_EXTRAIT SOURCE_
****************

L’Académie des Technologies a rédigé en 2021 un document relatif à la dépendance géologique intitulé : « Matières premières critiques et évolutions technologiques : cas de l’énergie et de la mobilité au XXIe siècle ».

Elle y indique que :

« Une transition énergétique vers la production d’électricité décarbonée issue des énergies renouvelables nécessitera beaucoup de matières premières minérales (par ex. ciment et granulats) et métalliques. La chaîne complète de la mine aux produits aura un impact en termes d’émission de CO2, de consommation d’eau et conduira à de grandes quantités de résidus miniers ».

Les rédacteurs de ce rapport soulignent aussi :

« La situation d’autres éléments, surtout des matières premières pour les batteries, c’est-à dire le lithium, le nickel et le cobalt, est encore plus préoccupante […] Un point essentiel concerne la cinétique de la transition. En effet, les chaînes de production, de la mine aux produits, sont longues à mettre en place et nécessitent des investissements considérables (l’unité de compte pour une usine ou une mine est de l’ordre d’environ 1 à 10 milliards d’euros). Cet aspect est insuffisamment pris en compte dans les objectifs des politiques publiques et ceux-ci risquent de ne pas être atteints dans les délais annoncés. Il est également devenu vital de mettre en place une politique nationale et européenne pour assurer les disponibilités pour l’ensemble de la chaîne, de l’extraction jusqu’aux sous-produits ».

Le minerai d’uranium

L’uranium est relativement abondant sur Terre et il est réparti sur les cinq continents.

La quantité d’uranium naturel actuellement nécessaire au parc nucléaire français est de l’ordre de 6000 tonnes par an, et la France dispose d’environ cinq années de réserve de combustible (contre trois mois pour le pétrole et le gaz). C’est donc une « force tranquille » sans problème géopolitique d’approvisionnement pour le combustible nucléaire uranium.

****************

_DONNÉES FOURNIES_
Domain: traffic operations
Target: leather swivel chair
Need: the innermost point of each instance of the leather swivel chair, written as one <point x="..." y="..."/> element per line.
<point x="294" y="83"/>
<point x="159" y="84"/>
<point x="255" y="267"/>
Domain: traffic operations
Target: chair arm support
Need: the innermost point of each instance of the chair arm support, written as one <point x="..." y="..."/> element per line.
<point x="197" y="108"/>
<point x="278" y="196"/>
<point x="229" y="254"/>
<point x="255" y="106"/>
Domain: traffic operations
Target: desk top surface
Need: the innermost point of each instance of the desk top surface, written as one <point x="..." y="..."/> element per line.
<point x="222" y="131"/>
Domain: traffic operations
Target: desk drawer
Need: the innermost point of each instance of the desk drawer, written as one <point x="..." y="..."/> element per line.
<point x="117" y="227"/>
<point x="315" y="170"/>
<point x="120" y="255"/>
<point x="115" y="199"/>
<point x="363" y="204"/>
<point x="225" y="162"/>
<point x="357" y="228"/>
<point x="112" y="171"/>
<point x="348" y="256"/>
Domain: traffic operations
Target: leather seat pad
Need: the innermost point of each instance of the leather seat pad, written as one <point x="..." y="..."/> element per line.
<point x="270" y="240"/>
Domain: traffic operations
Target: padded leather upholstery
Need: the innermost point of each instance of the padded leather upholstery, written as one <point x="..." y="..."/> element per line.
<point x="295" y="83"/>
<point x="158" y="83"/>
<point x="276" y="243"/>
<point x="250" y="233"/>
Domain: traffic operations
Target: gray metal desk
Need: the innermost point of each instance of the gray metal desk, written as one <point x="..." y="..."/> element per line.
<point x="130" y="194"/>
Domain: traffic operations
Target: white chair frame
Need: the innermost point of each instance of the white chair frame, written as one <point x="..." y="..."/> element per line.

****************

_TRAVAIL À EFFECTUER_
1. Recopiez le passage de l’extrait sur les matières premières qui va de « L’uranium est relativement » jusqu’à « combustible nucléaire uranium. » inclus, en substituant « charbon » à « pétrole ».
2. Selon l’extrait sur les matières premières, pourquoi les objectifs des politiques publiques risquent-ils de ne pas être atteints dans les délais annoncés ? Répondez en une à trois phrases.

_CORRIGÉ DE L’EXERCICE_
1.
L’uranium est relativement abondant sur Terre et il est réparti sur les cinq continents.

La quantité d’uranium naturel actuellement nécessaire au parc nucléaire français est de l’ordre de 6000 tonnes par an, et la France dispose d’environ cinq années de réserve de combustible (contre trois mois pour le charbon et le gaz). C’est donc une « force tranquille » sans problème géopolitique d’approvisionnement pour le combustible nucléaire uranium.

2. Les chaînes de production, de la mine aux produits, sont longues à mettre en place. Elles exigent aussi des investissements considérables, de l’ordre de 1 à 10 milliards d’euros pour une usine ou une mine. Or cet aspect est insuffisamment pris en compte dans ces objectifs.